(Stored items)
((

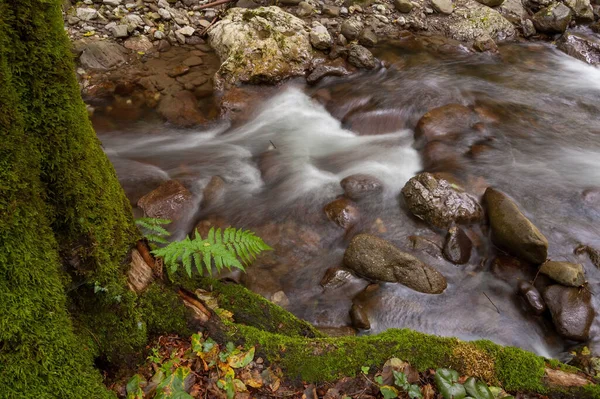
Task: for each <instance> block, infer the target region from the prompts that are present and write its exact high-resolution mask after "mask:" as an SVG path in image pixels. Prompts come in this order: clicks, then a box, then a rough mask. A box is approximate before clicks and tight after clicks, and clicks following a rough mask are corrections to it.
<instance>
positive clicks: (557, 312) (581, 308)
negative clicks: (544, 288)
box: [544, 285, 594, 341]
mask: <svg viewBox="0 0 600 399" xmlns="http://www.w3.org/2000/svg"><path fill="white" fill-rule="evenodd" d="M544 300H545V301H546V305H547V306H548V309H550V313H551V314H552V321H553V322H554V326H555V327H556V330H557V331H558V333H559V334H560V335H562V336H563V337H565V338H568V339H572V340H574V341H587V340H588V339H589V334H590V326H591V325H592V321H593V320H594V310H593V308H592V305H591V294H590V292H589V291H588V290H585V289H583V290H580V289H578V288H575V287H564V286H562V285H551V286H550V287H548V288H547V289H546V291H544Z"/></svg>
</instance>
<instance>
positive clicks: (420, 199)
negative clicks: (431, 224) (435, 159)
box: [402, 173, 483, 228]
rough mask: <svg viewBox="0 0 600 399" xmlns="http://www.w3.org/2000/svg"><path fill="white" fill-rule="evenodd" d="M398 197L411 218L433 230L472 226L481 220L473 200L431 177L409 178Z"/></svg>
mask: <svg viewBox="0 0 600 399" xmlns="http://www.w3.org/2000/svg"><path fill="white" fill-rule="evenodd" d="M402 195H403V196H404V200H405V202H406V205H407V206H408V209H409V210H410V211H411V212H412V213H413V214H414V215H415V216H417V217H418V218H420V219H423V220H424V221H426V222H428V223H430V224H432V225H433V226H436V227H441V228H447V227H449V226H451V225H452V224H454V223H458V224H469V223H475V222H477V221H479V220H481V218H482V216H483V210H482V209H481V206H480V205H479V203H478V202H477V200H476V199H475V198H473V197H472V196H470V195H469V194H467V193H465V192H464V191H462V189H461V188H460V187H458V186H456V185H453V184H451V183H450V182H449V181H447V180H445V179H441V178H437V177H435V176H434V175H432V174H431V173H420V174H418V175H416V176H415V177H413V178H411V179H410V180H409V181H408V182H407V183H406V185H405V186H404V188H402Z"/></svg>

))
((

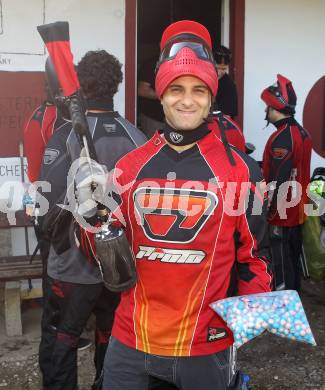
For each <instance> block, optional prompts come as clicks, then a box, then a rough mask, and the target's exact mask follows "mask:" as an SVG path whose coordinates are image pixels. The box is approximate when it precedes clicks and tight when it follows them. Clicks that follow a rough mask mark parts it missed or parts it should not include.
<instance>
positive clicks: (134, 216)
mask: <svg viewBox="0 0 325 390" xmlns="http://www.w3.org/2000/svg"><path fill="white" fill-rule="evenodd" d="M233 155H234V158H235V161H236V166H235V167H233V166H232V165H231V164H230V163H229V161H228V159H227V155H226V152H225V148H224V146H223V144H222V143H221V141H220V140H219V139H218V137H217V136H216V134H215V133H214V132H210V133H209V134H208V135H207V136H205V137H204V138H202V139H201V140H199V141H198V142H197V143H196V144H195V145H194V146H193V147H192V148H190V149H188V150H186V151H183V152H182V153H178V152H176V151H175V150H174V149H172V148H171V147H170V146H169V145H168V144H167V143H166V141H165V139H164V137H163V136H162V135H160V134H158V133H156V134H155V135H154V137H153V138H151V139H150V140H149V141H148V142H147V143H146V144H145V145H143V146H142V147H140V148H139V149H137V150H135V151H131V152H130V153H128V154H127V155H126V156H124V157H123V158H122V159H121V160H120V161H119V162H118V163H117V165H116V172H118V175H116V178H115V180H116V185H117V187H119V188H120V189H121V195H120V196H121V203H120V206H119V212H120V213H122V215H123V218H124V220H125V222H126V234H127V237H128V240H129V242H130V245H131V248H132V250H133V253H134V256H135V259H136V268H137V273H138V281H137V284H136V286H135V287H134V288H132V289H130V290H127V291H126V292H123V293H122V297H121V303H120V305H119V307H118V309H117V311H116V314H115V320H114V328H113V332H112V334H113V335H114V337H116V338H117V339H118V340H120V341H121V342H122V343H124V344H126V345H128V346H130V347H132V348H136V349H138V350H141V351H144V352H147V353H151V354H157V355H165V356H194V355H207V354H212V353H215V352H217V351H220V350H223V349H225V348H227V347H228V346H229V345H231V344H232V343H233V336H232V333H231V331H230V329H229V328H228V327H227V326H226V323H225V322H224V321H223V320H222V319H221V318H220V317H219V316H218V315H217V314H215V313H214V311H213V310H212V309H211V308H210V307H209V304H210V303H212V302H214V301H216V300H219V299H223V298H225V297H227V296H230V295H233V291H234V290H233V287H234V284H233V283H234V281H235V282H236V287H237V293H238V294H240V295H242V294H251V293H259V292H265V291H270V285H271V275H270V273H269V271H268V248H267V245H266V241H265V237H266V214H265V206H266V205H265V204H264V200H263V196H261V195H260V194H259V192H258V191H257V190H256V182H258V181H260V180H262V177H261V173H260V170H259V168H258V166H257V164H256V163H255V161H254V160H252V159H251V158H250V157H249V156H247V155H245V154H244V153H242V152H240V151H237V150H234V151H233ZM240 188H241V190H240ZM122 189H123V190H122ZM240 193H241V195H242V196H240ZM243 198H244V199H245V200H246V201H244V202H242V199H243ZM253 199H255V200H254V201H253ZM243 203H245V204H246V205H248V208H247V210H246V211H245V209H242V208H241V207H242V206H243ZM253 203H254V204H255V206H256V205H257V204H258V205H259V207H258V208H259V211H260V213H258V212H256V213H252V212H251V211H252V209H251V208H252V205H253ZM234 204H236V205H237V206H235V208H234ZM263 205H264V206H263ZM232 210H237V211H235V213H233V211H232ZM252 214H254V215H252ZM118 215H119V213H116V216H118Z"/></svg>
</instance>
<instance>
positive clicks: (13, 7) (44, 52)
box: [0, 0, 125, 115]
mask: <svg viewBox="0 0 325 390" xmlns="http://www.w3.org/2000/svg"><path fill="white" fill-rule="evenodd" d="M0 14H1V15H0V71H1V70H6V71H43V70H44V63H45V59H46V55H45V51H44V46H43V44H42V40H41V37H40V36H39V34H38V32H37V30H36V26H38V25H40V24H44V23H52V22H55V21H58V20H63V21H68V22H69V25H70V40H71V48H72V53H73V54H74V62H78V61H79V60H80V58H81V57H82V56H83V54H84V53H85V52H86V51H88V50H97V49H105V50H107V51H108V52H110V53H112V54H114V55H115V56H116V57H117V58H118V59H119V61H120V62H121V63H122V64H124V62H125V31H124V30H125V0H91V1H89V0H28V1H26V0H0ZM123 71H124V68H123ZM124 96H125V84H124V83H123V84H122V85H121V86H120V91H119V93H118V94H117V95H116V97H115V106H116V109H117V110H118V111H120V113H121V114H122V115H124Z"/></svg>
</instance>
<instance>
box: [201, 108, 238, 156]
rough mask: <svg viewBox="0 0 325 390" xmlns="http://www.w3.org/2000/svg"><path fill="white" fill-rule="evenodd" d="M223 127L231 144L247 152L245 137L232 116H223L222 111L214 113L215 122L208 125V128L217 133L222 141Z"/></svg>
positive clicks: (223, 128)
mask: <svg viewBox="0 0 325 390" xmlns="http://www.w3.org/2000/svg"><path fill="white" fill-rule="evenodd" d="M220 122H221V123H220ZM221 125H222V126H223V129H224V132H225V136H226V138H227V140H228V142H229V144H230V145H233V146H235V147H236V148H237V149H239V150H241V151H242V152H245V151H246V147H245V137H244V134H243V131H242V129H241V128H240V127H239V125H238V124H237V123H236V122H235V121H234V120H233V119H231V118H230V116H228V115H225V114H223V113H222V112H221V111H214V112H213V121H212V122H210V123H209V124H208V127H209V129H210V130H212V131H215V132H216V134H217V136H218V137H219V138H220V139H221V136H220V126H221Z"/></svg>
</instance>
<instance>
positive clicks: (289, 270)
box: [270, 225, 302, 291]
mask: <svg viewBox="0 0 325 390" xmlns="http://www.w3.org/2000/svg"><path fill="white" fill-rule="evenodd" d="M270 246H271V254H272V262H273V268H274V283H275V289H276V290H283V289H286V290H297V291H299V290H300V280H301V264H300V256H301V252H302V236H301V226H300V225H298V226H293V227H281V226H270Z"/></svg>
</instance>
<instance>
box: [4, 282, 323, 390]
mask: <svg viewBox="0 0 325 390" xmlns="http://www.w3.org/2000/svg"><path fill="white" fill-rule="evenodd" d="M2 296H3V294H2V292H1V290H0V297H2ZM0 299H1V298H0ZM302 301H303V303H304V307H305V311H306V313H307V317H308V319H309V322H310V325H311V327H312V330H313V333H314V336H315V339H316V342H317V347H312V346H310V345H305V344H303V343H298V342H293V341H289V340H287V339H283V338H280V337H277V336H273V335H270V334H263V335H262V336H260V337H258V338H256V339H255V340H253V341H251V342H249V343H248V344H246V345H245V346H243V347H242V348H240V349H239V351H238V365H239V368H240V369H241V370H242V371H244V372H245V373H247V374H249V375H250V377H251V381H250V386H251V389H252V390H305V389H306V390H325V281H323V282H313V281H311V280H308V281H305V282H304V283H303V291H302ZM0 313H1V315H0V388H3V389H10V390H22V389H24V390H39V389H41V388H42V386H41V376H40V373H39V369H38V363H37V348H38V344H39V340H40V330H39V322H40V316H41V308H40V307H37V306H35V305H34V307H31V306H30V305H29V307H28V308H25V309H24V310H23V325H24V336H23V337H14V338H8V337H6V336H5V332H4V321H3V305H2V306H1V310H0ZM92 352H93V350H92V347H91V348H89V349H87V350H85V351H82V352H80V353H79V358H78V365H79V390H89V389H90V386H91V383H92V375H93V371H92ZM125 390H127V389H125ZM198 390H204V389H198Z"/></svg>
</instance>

))

▶ What to work on
Which lines above run from the one containing "positive clicks: (557, 312) (581, 308)" to the one containing "negative clicks: (544, 288)"? Give them again exactly, both ends included.

▶ Result
positive clicks: (557, 312) (581, 308)
negative clicks: (544, 288)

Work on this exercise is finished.